##### GIVEN ENTRIES #####
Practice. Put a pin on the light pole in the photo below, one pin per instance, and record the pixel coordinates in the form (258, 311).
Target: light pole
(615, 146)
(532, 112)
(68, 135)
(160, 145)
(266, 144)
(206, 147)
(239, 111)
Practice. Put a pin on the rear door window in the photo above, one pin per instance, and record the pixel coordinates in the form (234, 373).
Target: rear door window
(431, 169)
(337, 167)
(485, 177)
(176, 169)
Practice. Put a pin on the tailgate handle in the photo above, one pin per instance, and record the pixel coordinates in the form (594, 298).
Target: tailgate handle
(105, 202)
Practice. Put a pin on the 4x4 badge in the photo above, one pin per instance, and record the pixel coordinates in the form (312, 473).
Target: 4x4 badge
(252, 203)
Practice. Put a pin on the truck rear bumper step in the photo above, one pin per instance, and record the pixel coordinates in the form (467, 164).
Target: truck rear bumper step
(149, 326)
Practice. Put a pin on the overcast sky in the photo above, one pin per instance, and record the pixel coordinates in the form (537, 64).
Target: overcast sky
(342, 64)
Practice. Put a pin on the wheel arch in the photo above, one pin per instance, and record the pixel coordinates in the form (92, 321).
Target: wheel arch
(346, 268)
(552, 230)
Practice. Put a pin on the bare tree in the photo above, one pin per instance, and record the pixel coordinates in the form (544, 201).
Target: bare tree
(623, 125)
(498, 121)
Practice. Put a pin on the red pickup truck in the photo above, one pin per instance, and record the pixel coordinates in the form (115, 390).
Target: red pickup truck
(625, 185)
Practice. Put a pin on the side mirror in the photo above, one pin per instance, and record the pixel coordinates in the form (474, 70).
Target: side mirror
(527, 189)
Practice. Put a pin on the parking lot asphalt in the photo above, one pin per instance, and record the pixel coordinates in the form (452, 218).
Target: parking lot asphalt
#####
BRIEF: Starting at the line containing "Practice. Put a pin on the parking" and ending at the end of the records, rewrite those lines, swapping "parking lot asphalt" for "gravel shoulder" and leaving everything else unchanged.

WORKED SOLUTION:
Practice. Put a pin on the gravel shoulder in the photo above, one pin per instance, and record the pixel coordinates in the form (452, 218).
Target: gravel shoulder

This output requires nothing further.